### DOCUMENT EXCERPT
To illustrate the differences between these various indices of convergence, we generated four example datasets showing either randomly drawn complements of genes with adapted mutations (Fig 3A) or highly convergent datasets drawn from a smaller (Fig 3B) or larger (Fig 3C & 3D) pool of genes that potentially contribute to trait variation (g_s), with differing numbers of loci contributing to adaptation. Scenario C is the most constrained, as it exhibits the same amount of overlap as B, but this overlap is drawn from a larger pool of genes so it is less likely to occur by chance. While neither the Jaccard index nor the PS indices distinguish between the B, C, and D scenarios (as the same proportions of genes are being used for adaptation, so repeatability is the same), both the C_chisq and C_hyper indices show the highest scores for scenario C, because it has the smallest probability of occurring by chance if all genes had equal probabilities of contributing to adaptation. The ${\widehat{P}}_{a,lik}$ index also identifies scenario C as most constrained in terms of the smallest proportion genes potentially contributing to adaptation. The ${\widehat{P}}_{a,lik}$ index also shows that this proportion is equal for scenarios B & D, despite differences in the probability of the observed repeatabilities occurring by chance (as per the C-scores). More generally, while ${\widehat{P}}_{a,lik}$ tends to decrease with increasing C-score, these indices differ in magnitude (Fig 2C & 2D), as they represent different aspects of diversity constraints. In summary, the Jaccard and PS indices quantify the proportion of genes used for adaptation that are used repeatedly, the C-score indices are inversely proportional to the probability of the observed repeatability occurring if there were no constraints, and ${\widehat{P}}_{a,lik}$ represents the proportion of genes in the genome that are available for adaptation, given the existing diversity constraints (also see S3 Fig for further comparisons).

Fig 3. Four example datasets showing different levels of convergent adaptation and a comparison of different indices assessing overlap among adapted genes.

Scenario A is unconstrained and exactly equal to the mean expectation under a random draw; scenarios B & C show the same amount of overlap (a_s) and number of adaptively mutated genes (a_i), but scenario C is drawn from a larger number of potential genes (g_s). Scenario D has the same proportion of overlap as B & C, but twice as many adapted genes.

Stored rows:
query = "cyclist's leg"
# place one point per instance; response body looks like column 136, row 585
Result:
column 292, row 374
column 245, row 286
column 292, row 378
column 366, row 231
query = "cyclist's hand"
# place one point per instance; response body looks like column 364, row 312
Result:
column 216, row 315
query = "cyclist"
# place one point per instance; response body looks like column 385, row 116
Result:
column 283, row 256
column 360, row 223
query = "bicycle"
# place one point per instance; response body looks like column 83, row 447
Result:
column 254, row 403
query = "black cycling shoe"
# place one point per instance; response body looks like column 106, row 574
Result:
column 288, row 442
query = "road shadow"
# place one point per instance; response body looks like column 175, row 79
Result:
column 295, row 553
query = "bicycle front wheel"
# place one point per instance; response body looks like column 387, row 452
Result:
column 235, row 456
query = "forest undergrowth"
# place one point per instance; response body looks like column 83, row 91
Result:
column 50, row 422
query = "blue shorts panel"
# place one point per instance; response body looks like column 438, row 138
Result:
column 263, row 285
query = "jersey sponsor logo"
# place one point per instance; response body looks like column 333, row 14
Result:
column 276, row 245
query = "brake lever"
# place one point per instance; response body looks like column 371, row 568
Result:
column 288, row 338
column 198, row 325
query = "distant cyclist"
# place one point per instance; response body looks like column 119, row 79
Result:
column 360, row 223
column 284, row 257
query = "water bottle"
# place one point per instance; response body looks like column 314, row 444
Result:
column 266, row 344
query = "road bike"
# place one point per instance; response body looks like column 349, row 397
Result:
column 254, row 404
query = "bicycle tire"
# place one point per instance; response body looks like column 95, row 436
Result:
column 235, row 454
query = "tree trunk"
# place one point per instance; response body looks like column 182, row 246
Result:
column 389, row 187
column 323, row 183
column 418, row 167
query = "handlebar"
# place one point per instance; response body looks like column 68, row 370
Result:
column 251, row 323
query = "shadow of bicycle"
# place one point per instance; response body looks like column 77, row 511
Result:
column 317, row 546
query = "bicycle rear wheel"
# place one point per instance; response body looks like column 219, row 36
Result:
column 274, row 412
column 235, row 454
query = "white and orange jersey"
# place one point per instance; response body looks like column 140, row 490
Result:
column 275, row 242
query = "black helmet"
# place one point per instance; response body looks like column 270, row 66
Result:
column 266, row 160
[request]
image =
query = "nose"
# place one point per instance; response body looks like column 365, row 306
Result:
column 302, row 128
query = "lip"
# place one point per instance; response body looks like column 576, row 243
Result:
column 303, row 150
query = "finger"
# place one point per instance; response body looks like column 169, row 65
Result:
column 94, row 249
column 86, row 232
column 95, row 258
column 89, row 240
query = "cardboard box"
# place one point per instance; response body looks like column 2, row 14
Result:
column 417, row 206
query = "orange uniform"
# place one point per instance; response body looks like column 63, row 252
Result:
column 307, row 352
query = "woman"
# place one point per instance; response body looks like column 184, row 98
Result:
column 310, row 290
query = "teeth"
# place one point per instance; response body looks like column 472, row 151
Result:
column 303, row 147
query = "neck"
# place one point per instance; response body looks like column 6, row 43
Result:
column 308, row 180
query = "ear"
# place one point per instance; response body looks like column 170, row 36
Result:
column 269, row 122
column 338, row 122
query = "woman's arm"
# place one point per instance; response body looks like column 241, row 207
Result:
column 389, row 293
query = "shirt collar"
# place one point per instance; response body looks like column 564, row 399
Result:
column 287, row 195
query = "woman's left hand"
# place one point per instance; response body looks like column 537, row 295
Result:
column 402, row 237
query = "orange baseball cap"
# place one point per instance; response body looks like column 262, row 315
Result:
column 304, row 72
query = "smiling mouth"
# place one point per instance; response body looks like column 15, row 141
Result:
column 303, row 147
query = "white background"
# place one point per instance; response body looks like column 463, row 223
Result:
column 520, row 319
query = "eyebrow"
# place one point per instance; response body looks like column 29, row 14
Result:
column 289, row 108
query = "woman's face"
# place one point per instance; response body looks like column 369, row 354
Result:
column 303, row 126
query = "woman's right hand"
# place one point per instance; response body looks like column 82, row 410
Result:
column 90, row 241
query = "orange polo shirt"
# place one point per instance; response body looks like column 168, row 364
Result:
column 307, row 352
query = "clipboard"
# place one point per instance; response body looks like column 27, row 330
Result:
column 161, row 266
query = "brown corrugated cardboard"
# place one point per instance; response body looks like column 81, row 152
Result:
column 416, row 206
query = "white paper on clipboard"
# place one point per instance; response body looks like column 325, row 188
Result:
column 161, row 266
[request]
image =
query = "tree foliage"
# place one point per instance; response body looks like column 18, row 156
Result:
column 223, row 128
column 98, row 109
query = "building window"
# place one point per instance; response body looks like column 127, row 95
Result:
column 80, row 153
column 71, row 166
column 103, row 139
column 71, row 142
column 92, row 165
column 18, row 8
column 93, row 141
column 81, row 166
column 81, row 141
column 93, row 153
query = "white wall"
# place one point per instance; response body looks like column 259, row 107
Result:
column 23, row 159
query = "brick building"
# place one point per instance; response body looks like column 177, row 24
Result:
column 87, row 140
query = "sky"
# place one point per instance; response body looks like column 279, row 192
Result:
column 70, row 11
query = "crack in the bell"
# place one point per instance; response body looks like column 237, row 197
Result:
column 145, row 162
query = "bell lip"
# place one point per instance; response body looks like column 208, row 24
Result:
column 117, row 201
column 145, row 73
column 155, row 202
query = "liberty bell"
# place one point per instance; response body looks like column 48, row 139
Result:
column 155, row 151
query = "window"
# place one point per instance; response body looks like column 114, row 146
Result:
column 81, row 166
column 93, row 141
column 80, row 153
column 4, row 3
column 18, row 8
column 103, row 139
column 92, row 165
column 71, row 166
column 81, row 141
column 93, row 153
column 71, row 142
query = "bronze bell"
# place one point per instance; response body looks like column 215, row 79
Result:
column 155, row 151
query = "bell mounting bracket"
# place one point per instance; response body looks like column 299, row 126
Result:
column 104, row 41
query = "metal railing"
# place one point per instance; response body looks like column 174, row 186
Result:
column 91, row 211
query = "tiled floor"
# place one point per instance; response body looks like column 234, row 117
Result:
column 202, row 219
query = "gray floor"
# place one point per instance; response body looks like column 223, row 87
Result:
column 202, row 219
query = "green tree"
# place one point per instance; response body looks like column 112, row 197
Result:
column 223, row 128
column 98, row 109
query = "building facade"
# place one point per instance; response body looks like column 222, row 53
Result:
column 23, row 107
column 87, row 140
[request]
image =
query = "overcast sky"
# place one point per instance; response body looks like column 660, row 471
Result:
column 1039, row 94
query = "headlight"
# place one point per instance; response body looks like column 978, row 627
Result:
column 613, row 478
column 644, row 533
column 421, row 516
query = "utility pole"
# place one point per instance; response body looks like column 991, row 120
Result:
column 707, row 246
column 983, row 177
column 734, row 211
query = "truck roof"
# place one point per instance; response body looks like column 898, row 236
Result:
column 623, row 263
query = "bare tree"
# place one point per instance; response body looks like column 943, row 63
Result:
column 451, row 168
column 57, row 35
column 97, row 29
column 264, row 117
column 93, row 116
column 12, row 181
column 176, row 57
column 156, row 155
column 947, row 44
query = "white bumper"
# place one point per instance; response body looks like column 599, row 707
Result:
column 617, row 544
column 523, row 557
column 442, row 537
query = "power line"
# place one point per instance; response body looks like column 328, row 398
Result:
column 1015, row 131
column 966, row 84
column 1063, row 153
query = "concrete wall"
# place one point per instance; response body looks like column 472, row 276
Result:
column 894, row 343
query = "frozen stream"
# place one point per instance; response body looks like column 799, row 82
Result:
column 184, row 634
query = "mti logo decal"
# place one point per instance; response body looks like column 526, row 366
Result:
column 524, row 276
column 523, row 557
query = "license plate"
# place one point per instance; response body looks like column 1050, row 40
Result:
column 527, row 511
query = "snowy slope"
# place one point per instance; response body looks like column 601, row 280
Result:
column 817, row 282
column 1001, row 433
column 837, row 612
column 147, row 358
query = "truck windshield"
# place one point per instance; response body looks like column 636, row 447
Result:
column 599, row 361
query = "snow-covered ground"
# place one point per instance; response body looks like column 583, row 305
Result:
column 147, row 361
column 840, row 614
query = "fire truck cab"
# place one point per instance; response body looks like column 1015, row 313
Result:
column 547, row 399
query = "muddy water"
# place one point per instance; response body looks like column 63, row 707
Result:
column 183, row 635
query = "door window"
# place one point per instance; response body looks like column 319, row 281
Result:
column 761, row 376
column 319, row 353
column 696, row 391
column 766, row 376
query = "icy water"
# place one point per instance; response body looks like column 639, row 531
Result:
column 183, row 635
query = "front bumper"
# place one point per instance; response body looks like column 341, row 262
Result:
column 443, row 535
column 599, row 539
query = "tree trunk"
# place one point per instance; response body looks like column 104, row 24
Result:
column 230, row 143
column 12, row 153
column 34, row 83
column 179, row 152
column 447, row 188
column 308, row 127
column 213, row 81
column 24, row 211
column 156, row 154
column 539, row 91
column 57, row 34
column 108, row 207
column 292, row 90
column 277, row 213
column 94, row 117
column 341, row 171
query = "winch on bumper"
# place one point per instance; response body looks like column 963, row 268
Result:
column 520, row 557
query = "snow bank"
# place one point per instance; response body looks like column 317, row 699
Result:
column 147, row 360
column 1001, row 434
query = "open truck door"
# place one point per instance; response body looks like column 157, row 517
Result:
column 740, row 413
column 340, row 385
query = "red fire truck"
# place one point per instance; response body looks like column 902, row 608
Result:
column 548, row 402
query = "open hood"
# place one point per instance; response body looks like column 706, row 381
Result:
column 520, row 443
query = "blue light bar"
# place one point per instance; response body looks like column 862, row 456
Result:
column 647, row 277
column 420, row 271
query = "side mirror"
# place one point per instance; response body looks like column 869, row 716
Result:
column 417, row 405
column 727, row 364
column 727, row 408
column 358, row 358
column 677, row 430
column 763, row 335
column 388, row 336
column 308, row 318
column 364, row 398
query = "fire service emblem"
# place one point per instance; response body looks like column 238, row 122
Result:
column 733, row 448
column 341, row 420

### REQUIRED WORK
- 1) In the convergence indices excerpt, which indices fail to distinguish among scenarios B, C, and D?
- 2) Using the convergence indices excerpt, explain why scenario C counts as the most constrained.

### ANSWERS FOR THE EXERCISE
- 1) The Jaccard index and the PS indices.

- 2) Scenario C has the same amount of overlap as scenario B, but that overlap is drawn from a larger pool of genes. This makes it less likely to occur by chance.